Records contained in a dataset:
****************************************
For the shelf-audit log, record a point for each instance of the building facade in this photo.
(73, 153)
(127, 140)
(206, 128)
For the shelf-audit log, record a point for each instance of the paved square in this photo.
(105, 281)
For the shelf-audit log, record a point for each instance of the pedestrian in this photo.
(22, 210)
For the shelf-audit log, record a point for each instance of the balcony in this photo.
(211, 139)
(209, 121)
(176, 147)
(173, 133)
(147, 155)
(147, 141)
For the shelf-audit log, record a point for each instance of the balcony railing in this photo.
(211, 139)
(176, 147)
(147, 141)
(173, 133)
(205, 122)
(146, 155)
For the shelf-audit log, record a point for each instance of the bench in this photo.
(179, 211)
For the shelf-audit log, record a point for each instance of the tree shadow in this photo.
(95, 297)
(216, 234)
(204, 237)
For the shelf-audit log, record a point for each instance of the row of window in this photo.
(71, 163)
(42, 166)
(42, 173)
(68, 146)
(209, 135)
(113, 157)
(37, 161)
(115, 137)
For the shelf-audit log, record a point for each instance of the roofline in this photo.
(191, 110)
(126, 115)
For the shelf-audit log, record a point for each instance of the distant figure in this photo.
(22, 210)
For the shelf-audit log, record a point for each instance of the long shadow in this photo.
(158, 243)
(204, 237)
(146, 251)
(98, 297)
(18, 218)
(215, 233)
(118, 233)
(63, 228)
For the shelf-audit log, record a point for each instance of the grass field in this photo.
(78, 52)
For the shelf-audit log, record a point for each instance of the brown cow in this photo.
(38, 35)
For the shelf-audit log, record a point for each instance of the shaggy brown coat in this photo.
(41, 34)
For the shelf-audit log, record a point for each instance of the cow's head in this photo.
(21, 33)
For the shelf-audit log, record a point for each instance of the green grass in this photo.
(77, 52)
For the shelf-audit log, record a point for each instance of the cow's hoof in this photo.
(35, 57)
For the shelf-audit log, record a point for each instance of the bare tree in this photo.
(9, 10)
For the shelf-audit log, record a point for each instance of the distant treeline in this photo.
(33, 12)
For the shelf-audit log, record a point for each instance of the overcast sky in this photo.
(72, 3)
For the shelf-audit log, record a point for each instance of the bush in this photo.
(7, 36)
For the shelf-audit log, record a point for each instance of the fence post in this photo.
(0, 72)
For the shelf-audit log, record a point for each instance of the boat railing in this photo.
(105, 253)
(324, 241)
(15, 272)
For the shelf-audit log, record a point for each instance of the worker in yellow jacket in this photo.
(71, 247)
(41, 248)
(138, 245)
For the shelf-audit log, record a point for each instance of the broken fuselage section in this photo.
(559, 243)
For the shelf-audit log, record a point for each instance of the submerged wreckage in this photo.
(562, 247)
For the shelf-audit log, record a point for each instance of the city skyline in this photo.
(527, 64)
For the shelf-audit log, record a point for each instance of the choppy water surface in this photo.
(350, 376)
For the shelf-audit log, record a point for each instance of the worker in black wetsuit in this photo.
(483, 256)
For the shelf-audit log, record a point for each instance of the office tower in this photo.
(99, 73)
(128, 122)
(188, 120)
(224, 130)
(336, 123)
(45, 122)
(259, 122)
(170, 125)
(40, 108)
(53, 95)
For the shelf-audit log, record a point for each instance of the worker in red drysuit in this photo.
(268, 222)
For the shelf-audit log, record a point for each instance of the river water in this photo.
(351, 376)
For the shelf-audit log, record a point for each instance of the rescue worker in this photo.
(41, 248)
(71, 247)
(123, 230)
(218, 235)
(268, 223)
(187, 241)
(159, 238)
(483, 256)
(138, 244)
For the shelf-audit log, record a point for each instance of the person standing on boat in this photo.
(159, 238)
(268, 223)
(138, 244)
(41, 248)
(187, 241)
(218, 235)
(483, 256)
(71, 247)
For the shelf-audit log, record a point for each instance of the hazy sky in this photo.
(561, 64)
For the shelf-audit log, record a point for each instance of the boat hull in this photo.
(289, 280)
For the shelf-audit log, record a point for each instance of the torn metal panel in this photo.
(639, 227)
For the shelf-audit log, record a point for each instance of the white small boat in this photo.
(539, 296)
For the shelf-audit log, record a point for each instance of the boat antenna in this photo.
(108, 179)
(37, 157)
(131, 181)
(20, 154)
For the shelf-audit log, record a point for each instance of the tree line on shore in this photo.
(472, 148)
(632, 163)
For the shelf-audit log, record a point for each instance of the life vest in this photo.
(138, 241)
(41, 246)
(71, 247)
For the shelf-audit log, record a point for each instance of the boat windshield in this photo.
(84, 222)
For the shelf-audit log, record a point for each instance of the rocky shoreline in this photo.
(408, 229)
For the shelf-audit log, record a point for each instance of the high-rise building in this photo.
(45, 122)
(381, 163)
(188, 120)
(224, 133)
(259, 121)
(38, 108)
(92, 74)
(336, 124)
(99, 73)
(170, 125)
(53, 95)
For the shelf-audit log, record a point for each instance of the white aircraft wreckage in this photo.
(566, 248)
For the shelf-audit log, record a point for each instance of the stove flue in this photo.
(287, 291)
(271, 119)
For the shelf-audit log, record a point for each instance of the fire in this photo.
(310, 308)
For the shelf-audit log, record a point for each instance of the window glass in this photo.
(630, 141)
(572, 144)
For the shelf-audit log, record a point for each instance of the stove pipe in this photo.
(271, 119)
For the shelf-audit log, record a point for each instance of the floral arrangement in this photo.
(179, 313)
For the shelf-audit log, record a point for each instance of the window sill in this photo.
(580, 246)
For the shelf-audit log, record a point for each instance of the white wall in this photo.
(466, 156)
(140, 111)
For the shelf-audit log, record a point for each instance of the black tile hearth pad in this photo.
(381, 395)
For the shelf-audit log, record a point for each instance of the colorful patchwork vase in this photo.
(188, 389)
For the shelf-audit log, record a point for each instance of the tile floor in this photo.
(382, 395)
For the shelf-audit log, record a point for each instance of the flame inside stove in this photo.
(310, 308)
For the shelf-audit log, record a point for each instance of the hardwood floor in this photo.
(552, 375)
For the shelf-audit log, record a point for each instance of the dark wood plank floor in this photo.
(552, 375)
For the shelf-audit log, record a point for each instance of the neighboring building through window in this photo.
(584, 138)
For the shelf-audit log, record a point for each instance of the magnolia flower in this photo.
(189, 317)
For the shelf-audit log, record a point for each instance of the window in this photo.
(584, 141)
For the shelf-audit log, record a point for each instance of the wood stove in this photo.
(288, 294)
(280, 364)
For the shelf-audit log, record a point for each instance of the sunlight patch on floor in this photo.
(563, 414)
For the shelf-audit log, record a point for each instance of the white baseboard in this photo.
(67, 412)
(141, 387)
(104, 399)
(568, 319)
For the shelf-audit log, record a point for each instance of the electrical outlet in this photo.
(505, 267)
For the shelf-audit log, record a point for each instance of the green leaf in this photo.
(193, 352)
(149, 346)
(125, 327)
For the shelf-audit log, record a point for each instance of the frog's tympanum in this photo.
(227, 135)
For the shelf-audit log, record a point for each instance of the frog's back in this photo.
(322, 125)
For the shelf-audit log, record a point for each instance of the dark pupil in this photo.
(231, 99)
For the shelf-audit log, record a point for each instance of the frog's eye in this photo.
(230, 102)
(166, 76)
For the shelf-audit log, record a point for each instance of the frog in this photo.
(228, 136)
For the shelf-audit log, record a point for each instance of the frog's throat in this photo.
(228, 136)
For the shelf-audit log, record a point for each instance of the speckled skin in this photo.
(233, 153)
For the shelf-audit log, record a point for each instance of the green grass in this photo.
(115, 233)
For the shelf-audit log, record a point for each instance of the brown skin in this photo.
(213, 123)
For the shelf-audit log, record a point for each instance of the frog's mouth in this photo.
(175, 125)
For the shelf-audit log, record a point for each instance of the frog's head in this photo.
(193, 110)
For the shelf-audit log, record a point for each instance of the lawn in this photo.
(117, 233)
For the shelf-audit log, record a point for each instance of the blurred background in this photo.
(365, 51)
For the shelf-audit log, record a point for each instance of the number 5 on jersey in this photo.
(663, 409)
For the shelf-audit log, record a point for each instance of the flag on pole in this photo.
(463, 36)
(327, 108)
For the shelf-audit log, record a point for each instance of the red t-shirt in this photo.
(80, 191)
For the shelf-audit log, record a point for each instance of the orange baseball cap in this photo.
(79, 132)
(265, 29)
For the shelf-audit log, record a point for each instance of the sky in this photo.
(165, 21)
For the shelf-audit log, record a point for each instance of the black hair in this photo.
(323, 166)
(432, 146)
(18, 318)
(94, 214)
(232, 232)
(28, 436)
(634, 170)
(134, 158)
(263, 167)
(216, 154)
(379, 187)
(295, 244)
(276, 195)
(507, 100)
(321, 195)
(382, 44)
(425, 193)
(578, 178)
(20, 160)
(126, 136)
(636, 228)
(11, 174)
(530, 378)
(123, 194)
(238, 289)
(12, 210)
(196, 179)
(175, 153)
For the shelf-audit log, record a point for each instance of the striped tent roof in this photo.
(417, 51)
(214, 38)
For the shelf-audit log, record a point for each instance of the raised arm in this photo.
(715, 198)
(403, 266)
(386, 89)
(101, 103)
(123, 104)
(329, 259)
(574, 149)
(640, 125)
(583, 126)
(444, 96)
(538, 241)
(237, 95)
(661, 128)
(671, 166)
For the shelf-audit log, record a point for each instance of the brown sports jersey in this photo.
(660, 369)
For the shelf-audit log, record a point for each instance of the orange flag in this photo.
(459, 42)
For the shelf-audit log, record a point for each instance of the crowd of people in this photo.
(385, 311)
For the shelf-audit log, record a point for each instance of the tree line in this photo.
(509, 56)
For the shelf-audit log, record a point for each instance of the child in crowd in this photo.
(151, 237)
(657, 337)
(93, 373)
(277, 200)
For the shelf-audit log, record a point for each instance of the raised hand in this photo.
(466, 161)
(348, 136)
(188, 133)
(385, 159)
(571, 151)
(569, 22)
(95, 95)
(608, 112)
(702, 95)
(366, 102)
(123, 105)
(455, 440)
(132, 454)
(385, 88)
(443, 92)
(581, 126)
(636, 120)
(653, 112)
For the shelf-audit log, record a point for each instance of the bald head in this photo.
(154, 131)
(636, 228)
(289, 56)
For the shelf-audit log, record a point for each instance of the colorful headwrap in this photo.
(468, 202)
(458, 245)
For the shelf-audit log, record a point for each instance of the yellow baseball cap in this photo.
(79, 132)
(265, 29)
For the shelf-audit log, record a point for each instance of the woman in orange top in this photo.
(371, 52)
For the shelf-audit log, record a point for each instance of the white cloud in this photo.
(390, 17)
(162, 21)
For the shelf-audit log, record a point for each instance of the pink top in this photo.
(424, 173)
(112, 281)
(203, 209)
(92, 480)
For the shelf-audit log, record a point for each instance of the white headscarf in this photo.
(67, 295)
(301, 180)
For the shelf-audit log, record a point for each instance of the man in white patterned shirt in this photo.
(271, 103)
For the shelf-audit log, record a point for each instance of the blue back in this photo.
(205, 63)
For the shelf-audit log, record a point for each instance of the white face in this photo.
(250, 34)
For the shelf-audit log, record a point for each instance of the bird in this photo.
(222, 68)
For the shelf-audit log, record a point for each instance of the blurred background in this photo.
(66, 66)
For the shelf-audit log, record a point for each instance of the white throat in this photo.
****************************************
YOUR GOAL: From the line that contains "sports jersey in this photo." down to the last line of the listing above, repeat each line exactly, and include nothing else.

ANSWER TO THIS TASK:
For the shelf-audit log, record a point for each instance of the brown sports jersey in this photo.
(660, 369)
For the shelf-audit log, record a point for each instance of the orange flag in this photo.
(459, 42)
For the shelf-audit log, record a point for each instance of the crowd of people in this photo.
(385, 311)
For the shelf-audit log, record a point for each instance of the tree line in this photo.
(509, 56)
For the shelf-audit log, record a point for each instance of the child in crowd in this photo.
(151, 237)
(657, 337)
(93, 373)
(277, 200)
For the shelf-audit log, record a point for each instance of the raised hand in this photo.
(466, 161)
(348, 136)
(188, 133)
(385, 159)
(571, 151)
(569, 22)
(95, 95)
(608, 112)
(702, 95)
(366, 102)
(123, 105)
(455, 440)
(132, 454)
(385, 88)
(443, 92)
(581, 126)
(636, 120)
(653, 112)
For the shelf-audit log, record a point for each instance of the bald head in this photo.
(154, 131)
(636, 228)
(289, 56)
For the shelf-audit log, record a point for each instance of the colorful headwrap in this photo.
(468, 202)
(458, 245)
For the shelf-audit log, record a point for each instance of the yellow baseball cap in this photo.
(79, 132)
(265, 29)
For the shelf-audit log, record a point for each instance of the woman in orange top in this photo.
(371, 52)
For the shelf-audit log, record a point for each instance of the white cloud in this photo.
(390, 17)
(162, 21)
For the shelf-audit log, record a point for each instance of the pink top in this photo.
(424, 173)
(112, 281)
(203, 209)
(92, 480)
For the shelf-audit log, record a point for each instance of the white headscarf in this photo.
(67, 295)
(301, 180)
For the shelf-audit log, record a point for each instance of the man in white patterned shirt in this photo.
(271, 103)
For the shelf-audit log, record a point for each instance of the blue back in this photo.
(205, 63)
For the shelf-audit log, record a point for each instance of the white face in this photo.
(250, 34)
For the shelf-audit log, record a point for each instance of the bird in this photo.
(222, 68)
For the shelf-audit log, record a point for each instance of the blurred background in this photo.
(66, 66)
For the shelf-audit log, record a point for each instance of the white throat in this photo.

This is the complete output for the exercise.